----- Records -----

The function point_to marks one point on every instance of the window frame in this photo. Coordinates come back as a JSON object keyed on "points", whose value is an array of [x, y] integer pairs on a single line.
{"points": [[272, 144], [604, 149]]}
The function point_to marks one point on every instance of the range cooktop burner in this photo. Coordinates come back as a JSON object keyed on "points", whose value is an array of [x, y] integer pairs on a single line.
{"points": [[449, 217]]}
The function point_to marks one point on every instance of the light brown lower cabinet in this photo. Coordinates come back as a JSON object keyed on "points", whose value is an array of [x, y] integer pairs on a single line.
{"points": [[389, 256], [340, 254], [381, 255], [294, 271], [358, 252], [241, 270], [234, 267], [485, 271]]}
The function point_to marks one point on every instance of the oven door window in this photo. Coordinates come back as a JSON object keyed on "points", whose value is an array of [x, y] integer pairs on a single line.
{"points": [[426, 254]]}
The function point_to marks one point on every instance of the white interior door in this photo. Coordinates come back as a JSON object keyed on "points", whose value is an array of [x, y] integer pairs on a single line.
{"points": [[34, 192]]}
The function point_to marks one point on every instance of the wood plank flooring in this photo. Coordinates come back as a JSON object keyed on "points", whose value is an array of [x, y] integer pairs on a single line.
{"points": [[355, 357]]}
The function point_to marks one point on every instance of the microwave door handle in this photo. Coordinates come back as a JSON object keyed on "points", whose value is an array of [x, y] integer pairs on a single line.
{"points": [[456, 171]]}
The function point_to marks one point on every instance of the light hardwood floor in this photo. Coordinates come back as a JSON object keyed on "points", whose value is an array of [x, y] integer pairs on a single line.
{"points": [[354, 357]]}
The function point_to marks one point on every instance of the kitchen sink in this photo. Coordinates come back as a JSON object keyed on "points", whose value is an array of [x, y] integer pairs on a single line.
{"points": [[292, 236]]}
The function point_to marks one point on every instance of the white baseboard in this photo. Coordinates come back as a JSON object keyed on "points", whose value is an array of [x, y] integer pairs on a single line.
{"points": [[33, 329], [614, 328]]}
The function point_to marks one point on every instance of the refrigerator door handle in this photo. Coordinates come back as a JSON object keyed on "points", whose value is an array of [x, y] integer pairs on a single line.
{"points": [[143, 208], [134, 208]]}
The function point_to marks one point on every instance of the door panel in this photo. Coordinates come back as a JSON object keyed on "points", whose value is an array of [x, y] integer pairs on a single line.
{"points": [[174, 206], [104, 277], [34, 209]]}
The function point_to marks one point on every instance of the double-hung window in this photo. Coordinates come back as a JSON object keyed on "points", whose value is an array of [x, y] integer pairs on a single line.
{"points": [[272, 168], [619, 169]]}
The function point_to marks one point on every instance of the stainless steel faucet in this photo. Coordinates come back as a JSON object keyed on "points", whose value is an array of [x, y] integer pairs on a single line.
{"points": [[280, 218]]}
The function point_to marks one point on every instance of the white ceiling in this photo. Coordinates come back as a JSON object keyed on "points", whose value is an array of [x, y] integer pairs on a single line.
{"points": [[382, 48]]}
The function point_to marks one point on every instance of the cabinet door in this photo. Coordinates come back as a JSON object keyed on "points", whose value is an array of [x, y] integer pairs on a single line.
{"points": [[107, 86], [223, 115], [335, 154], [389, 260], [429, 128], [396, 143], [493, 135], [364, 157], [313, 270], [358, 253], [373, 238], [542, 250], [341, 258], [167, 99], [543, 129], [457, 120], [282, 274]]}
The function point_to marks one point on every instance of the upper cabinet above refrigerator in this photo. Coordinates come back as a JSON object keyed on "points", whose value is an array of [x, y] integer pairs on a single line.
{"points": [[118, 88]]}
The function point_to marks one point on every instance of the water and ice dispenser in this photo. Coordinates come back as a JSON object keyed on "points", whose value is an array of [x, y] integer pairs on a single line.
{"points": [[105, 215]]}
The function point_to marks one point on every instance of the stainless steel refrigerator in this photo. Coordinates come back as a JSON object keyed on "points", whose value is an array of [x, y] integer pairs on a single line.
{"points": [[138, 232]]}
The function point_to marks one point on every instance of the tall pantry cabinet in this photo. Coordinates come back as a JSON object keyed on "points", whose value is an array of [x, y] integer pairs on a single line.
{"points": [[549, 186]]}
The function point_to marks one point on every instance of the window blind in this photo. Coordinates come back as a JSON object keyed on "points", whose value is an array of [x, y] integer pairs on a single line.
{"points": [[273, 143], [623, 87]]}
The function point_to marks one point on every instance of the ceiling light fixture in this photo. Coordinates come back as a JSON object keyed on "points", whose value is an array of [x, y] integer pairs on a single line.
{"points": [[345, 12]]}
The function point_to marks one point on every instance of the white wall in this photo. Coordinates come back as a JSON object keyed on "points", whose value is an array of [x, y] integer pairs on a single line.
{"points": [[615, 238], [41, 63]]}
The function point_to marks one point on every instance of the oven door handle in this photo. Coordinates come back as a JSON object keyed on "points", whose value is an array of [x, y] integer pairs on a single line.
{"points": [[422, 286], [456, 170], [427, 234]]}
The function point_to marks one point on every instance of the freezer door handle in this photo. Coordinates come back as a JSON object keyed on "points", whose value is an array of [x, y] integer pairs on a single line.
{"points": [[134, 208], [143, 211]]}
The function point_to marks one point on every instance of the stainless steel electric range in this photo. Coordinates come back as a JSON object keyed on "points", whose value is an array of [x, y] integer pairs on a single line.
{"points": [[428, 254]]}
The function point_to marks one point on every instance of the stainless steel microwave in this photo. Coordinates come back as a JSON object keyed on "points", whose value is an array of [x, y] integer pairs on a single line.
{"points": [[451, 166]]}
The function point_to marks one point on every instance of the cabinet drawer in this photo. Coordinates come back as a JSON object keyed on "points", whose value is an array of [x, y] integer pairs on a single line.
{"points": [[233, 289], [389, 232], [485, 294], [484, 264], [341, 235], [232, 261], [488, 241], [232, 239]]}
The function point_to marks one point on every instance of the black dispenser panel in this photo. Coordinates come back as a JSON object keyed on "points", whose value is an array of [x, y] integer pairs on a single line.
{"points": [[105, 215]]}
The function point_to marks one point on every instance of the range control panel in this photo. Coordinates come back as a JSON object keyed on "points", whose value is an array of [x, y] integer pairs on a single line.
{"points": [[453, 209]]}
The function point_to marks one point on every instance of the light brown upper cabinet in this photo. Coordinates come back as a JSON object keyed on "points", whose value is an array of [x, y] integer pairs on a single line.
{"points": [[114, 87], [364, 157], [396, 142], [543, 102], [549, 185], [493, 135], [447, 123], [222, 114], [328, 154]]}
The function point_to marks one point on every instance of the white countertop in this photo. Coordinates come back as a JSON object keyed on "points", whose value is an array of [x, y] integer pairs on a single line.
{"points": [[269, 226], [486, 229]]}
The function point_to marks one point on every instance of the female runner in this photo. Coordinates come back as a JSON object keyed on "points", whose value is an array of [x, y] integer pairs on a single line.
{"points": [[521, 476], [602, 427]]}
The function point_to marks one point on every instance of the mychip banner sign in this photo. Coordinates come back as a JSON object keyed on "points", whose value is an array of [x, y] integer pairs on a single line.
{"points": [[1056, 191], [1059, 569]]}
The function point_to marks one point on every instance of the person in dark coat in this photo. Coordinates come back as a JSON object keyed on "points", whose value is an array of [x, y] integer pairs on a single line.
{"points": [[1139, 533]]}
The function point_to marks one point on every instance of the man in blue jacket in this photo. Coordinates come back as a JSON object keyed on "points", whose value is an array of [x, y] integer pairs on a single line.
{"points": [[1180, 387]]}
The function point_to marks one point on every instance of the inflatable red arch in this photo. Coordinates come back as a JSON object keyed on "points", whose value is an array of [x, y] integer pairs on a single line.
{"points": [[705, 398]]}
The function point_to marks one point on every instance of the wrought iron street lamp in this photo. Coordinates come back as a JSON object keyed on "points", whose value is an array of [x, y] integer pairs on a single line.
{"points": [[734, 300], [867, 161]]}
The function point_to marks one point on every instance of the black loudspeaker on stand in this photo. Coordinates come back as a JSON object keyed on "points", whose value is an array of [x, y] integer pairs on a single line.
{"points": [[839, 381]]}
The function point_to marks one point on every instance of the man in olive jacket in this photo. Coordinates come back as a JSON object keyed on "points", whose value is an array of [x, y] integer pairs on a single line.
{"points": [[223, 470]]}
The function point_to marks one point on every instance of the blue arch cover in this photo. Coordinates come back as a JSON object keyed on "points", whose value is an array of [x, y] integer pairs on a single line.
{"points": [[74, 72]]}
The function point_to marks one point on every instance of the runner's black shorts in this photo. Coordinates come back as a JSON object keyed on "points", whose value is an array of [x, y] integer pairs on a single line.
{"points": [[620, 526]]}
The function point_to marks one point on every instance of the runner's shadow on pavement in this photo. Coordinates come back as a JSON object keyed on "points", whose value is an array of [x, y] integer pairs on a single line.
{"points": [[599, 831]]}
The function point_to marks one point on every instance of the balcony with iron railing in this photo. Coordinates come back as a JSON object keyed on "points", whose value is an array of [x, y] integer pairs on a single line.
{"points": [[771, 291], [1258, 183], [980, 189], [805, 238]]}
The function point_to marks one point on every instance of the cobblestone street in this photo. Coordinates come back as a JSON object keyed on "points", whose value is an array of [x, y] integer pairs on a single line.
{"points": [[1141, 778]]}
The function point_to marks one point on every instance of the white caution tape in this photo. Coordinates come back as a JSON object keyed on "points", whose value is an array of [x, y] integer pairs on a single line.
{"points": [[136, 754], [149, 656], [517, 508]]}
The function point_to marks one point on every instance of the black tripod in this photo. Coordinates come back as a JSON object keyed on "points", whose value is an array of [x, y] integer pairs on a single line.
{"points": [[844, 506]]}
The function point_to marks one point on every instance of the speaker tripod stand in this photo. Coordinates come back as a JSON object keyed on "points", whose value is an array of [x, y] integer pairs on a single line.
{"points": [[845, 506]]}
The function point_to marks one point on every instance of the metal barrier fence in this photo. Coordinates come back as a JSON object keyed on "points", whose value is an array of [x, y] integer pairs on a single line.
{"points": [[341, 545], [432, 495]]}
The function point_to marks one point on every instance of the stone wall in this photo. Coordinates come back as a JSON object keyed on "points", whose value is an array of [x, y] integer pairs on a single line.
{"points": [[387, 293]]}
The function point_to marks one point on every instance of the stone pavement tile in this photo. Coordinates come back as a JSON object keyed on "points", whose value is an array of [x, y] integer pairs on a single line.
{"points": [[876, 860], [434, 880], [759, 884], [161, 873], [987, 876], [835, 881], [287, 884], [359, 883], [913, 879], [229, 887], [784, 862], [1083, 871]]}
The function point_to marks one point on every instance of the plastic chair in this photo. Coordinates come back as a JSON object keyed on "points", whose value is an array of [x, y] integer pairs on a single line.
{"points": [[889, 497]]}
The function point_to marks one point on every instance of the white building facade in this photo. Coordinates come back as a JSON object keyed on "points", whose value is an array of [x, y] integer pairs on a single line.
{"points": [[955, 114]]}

-----

Problem to solve:
Only the lines from the one that contains "the stone pavement" through the last line should be repeated, each exactly as it stands, with both ends included.

The answer:
The function point_to marks one point on every instance of the stone pavement tile in this photo. Coordinates come back as a JSON object keyed on "points", whose value is an array of [x, y] integer pairs on a single line.
{"points": [[876, 860], [434, 880], [759, 884], [161, 873], [987, 876], [835, 881], [287, 884], [359, 883], [913, 879], [229, 887], [784, 862], [1083, 871]]}
The function point_to marks one point on every instance of the plastic chair in this photo. Coordinates come back as a JSON object keyed on "points", whose value is an array of [x, y] integer pairs on a single line.
{"points": [[889, 497]]}
The function point_to marks one point on every instance of the white building facade in this photo. Coordinates come back as a JSON object keyed on "points", whose value is an array of [x, y] integer pairs on a single line.
{"points": [[955, 114]]}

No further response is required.